▶ THE DATA
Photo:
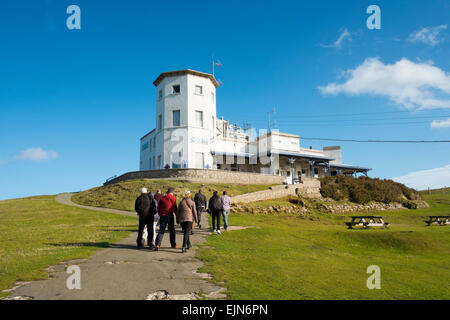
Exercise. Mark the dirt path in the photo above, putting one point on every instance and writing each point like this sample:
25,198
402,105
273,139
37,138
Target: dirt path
124,272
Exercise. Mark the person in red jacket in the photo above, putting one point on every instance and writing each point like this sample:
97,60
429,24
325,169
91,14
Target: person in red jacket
167,207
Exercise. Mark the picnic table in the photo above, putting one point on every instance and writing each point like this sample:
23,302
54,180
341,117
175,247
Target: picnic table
367,221
440,220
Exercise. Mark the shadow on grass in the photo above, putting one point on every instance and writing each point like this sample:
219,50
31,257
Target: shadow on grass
80,244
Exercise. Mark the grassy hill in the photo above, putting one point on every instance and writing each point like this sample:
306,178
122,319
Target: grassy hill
37,232
363,190
122,195
314,256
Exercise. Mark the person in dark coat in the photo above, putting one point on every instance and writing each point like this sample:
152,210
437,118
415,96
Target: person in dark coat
200,204
186,216
145,206
215,207
167,207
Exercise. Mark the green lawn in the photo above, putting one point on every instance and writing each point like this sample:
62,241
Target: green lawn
122,195
317,257
38,232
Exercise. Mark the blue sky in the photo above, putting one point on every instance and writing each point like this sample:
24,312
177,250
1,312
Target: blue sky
81,99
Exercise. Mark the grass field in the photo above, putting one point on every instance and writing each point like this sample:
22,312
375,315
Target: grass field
316,257
38,232
123,194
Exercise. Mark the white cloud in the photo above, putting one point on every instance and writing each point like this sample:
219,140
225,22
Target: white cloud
428,35
405,83
437,124
421,180
344,36
36,154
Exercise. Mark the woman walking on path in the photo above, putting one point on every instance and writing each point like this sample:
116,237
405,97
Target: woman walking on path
186,216
155,217
226,201
215,208
200,204
145,206
167,207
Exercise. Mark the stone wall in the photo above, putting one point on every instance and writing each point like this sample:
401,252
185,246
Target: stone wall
310,188
201,175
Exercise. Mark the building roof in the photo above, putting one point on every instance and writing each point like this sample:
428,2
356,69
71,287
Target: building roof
278,134
350,167
237,154
303,155
184,72
148,134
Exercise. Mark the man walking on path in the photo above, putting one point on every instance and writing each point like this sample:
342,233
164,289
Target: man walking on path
200,204
215,207
167,207
226,201
158,195
186,216
146,208
155,218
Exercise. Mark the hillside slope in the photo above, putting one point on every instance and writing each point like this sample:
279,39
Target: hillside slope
123,194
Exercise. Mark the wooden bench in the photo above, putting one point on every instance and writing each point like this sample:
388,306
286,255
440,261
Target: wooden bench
367,221
440,220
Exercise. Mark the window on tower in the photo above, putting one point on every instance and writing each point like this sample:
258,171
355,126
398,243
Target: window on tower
176,118
176,89
199,119
199,90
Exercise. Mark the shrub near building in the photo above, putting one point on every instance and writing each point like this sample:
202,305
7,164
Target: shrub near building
363,190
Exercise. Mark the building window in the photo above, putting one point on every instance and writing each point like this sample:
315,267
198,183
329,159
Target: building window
199,119
176,89
176,118
160,122
199,90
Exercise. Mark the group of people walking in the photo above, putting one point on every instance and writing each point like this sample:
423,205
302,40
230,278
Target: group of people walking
163,209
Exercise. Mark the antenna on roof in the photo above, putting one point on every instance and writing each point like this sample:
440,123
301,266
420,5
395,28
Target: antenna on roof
216,63
268,116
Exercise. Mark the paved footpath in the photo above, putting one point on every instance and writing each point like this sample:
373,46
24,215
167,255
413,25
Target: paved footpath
124,272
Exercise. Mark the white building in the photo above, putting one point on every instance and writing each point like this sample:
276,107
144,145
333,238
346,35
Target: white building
189,135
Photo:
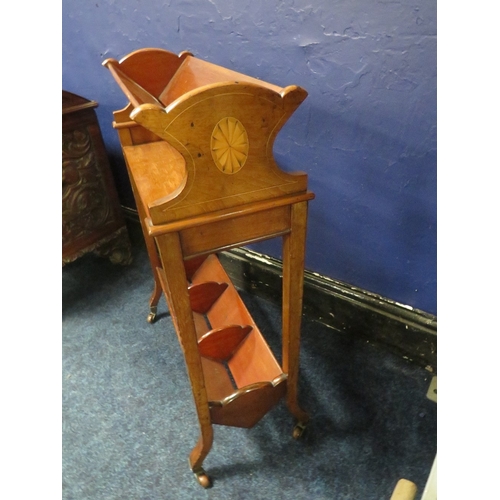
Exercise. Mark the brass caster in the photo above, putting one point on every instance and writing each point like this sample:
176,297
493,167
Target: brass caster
152,315
298,431
202,478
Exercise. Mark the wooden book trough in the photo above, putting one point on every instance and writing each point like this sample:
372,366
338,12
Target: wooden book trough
198,143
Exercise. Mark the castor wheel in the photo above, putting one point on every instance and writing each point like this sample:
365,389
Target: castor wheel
203,479
298,431
152,314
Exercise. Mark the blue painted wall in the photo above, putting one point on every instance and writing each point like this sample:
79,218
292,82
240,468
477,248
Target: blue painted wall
366,135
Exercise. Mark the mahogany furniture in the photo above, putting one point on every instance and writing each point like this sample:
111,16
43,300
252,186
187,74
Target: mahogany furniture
198,143
92,220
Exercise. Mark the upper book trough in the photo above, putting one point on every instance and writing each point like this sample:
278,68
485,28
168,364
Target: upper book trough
197,137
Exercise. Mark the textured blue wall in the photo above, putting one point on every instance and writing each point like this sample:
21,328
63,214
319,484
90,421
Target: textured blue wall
366,135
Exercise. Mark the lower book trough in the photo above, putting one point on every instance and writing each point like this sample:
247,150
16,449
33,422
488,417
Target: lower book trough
242,377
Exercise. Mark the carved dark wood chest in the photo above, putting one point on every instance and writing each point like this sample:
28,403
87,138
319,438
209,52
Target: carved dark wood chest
92,220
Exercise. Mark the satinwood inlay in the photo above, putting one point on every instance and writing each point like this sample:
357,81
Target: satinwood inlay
229,145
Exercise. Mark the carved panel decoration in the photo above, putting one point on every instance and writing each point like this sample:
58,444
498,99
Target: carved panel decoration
91,214
229,145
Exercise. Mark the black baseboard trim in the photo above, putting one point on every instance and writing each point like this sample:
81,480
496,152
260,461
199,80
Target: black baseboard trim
406,331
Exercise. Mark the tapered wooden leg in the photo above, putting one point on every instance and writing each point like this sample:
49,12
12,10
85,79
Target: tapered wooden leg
293,281
175,285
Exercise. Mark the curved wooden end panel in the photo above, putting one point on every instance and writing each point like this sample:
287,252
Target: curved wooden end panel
221,343
245,407
204,295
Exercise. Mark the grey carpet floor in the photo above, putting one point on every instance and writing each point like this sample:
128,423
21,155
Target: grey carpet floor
129,422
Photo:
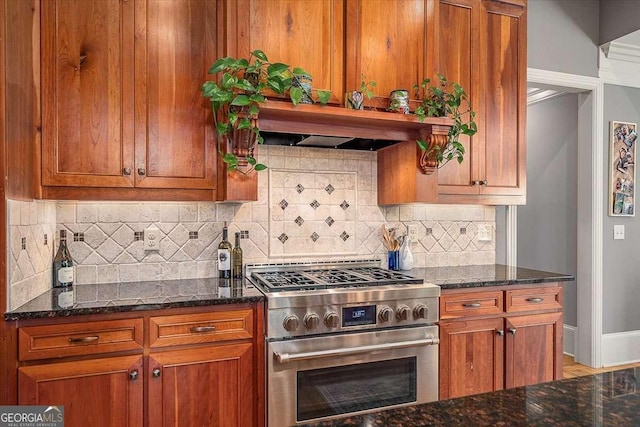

▶ PROBLEM STATEMENT
Give the records above again verbatim, pictures omitted.

▶ ANSWER SPACE
Photo:
Exercise. Mark the dirt path in the photo above, putting one point on every instance and writing each point like this sample:
25,198
402,105
273,139
37,138
Target: dirt path
124,272
Exercise. Mark the person in red jacket in the photo above, putting one point on every instance and writing each point like this sample:
97,60
429,24
325,169
91,14
Target: person in red jacket
167,207
Exercise. Mark the picnic table in the photo above, putting one point on every instance and writing each point like this sample:
23,302
54,180
341,117
175,247
Target: picnic table
367,221
440,220
Exercise. Mark the shadow on grass in the photo above, putting one point on every instance and writing each point like this sample:
219,50
31,257
Target: shadow on grass
80,244
Exercise. Mark the grassy hill in the photo above, putting one point on every instance and writing each point like this sample:
306,178
122,319
Target: grassy hill
37,232
363,190
122,195
314,256
Exercise. Mark the person in dark coat in the photo above, putting one point on every instance and writing each point like this sample:
152,210
437,118
415,96
Target: person in dark coat
200,204
186,216
145,206
215,207
167,207
Exercise. Mark the green lawn in the photo above, putting one point on every instance and writing each point like this sample:
62,241
Target: green lawn
122,195
317,257
38,232
Exercise. Mark the blue sky in the photo above, putting one point on every instance and writing each point like this sample:
24,312
177,250
1,312
Target: blue sky
81,99
Exercise. Mark the grass field in the photo above, putting one point on every instance and writing each point like this sample:
22,312
375,315
Target: grass field
316,257
38,232
123,194
Exercise. Mark the white cloud in the photo above, putting one point on every instance and writing each point like this sample:
219,140
225,22
Target: white cloud
428,35
405,83
437,124
421,180
344,36
36,154
Exercise. Mark the woman walking on path in the photo above, putting one point on every instance and writing each point like this sample:
116,237
405,97
Target: woman walking on path
186,216
155,217
226,201
215,208
200,204
145,206
167,207
Exercise. Mark the stone wall in the photo above, putting one point on every instance and writing each point like this sample:
401,252
185,246
Target: stone wall
310,188
201,175
Exercise. Mark the building roof in the photo above, putting one point on every instance and writing each point like this sample:
428,2
356,69
71,287
Target: building roof
278,134
350,167
237,154
303,155
184,72
148,134
Exercise. Mark the man walking on path in the photo above, putting one point on every instance and writing each point like this sample:
342,233
164,289
Target: man walking on path
200,204
215,207
167,207
226,201
158,195
186,216
146,208
155,218
Exercise. Mark the hillside slope in the photo above, putting one point on every instance and writing each point like this sample:
279,39
Target: hillside slope
123,194
Exercise. Mark the wooden bench in the photo above, putting one point on every instance and writing each point like this sample:
388,306
286,255
440,261
Target: wooden bench
367,221
440,220
Exercise. Mark the window on tower in the photo above, putting one point on every instance and writing each point like this sample:
258,171
355,126
398,243
Target: window on tower
176,118
176,89
199,119
199,90
Exercise. Mark the shrub near building in the photo above, putting one point on every instance and writing each point like this sample:
202,305
7,164
Target: shrub near building
363,190
Exercise. Mark the building window in the photo above, putting one point on every instance and writing each point like this sample:
315,267
198,183
329,159
Target: building window
199,119
176,89
176,118
160,122
199,90
Exercise. Mark the group of people walking in the photo above, putting one point on every instance and writing each point like this sample:
423,205
302,40
230,278
Target: group of people walking
163,209
Exercise. Mark the antenna on roof in the photo above, putting one point on every instance and writing each point like this sample:
440,123
301,266
420,5
395,28
Target: antenna on roof
216,63
268,116
Exercise. Mark the paved footpath in the photo above, putting one point on every instance and writing each point like this sample:
373,46
24,215
167,255
413,25
Target: paved footpath
124,272
Exercise. Mark the white building in the photo above, putting one point on every instance and writing each point like this sample:
276,107
144,145
333,238
346,35
Target: white building
189,135
Photo:
Exercise. Mark the brass caster in the photo above, putting one point on every instance and writing each point like this sample:
176,297
493,167
Target: brass caster
152,315
298,431
202,478
Exercise. Mark the wooden book trough in the photo above, putting one point on every instance and writing each point like this sample:
372,366
338,12
Target: wooden book trough
198,143
Exercise. Mark the castor wheel in the photo above, putting one point on every instance and writing each point like this sample:
365,389
Target: castor wheel
203,479
298,431
152,314
Exercise. Mark the blue painted wall in the photo above, putting one point on every instance and writing each point like this sample:
79,218
292,82
240,468
477,248
Target: blue painted wall
366,135
Exercise. Mark the mahogany furniture in the photo above, putting one point on every instance and writing each point like this sample:
111,16
43,300
252,186
187,74
Target: mahogany furniture
198,143
92,220
Exercise. Mark the upper book trough in the photo above, putting one point on every instance and writing each point like this sample:
278,68
485,28
168,364
Target: upper book trough
197,137
Exercise. Mark the textured blue wall in the photo above, putting one point on every instance and writing each point like this sample:
21,328
63,214
319,484
90,421
Target: textured blue wall
366,135
Exercise. Mark the lower book trough in the photo above, putting one point on every instance and writing each point like this sample:
247,150
16,449
33,422
488,417
Target: lower book trough
242,377
Exercise. Mark the carved dark wood chest in the photo above, putting one point on every instance and writing each point like this sample:
28,403
87,138
319,438
209,52
Target: carved dark wood chest
92,220
Exercise. Mark the satinwood inlay in the photo above, putting one point on every instance and writing each point like this sample:
357,81
Target: satinwood inlay
229,145
Exercise. Mark the carved panel decoration in the photo above, putting one point on every instance and writing each point like this sample:
58,444
498,99
Target: carved panel decoration
91,214
229,145
Exercise. Mark the black baseboard trim in the photo above, putting one point on every instance and writing each point like this sample:
81,480
496,152
260,461
199,80
Target: black baseboard trim
406,331
Exercise. Mark the tapered wooden leg in the photo above, putting one point on every instance and writing each point like this sample:
49,12
12,10
85,79
Target: tapered wooden leg
293,281
175,285
Exercise. Mark the curved wooden end panel in the photo above, putting one point on every instance and writing each point like this sample:
287,252
Target: curved wooden end panel
221,343
245,407
204,295
Exercise. Mark the grey carpet floor in the photo above, putting one point on every instance and writing each point like this sample:
128,423
21,155
Target: grey carpet floor
129,422
Photo:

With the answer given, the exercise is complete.